● **RECORDS FOR PROCESSING**:
_ _ _ _ _ _ _

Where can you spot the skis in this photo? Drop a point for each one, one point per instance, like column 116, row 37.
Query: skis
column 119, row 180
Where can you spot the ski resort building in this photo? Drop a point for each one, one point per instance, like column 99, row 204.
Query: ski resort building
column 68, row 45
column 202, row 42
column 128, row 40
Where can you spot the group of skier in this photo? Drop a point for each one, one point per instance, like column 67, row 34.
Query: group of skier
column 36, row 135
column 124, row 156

_ _ _ _ _ _ _

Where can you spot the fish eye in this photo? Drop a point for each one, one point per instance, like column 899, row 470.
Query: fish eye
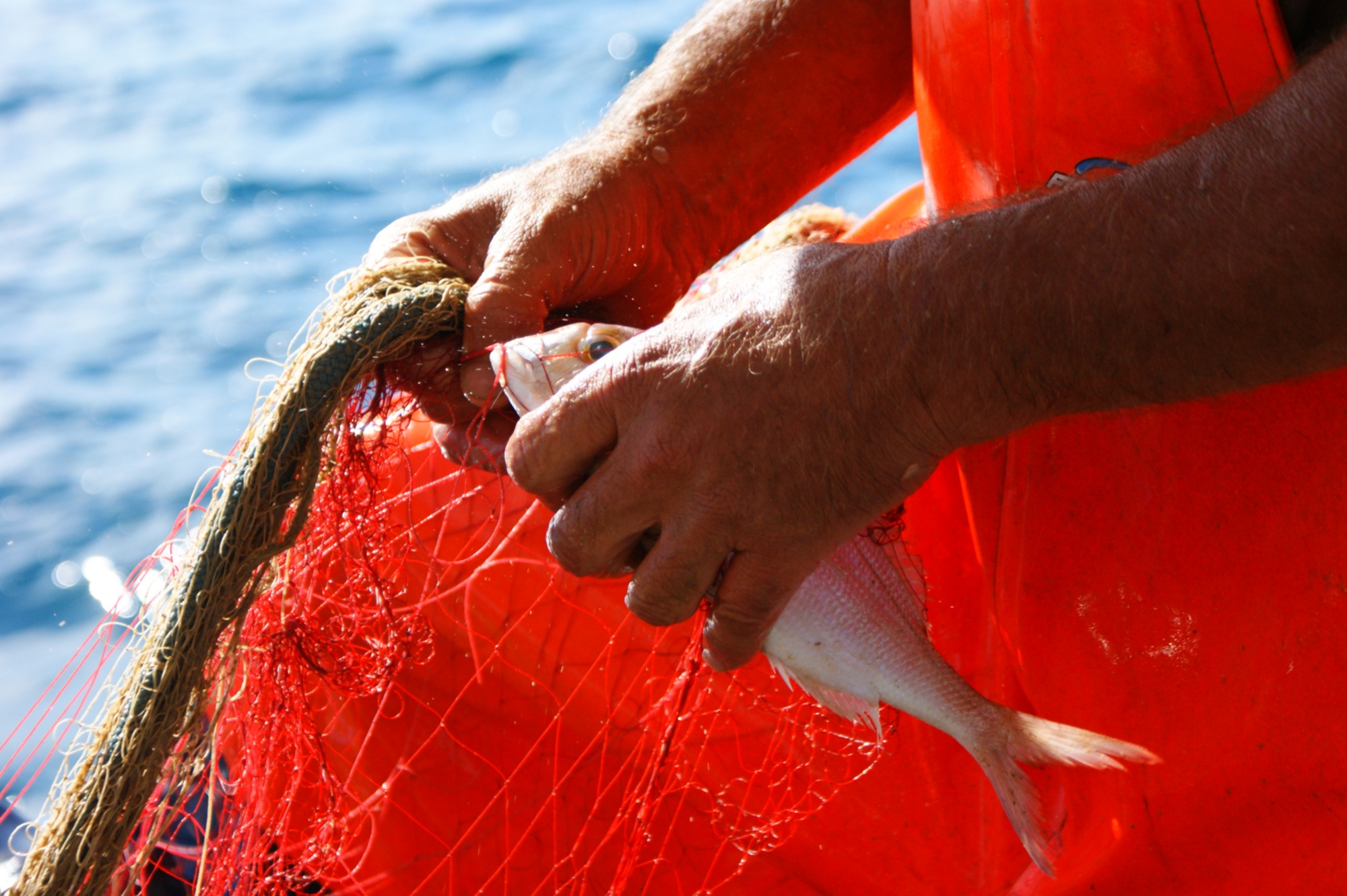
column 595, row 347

_ _ _ _ _ _ _

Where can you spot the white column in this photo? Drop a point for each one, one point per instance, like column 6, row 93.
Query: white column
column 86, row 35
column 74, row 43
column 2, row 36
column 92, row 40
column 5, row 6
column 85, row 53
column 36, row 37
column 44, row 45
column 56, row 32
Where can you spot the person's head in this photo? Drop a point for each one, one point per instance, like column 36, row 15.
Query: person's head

_ _ _ _ _ _ _

From the records above, return word for word every line from the one containing "Where can you spot the skis" through the one containing "column 124, row 156", including both of those lines.

● **WRITTEN SOLUTION**:
Where can you spot the skis in this photo? Drop a point for each one, one point per instance, like column 116, row 37.
Query: skis
column 119, row 180
Where can you spot the ski resort building in this photo? Drop a point for each one, one point per instance, like column 99, row 204.
Query: ski resort building
column 68, row 45
column 202, row 42
column 128, row 40
Where can you spot the group of skier in this photo? Drop a point for each one, one point per instance, like column 67, row 34.
Query: group of skier
column 36, row 135
column 124, row 156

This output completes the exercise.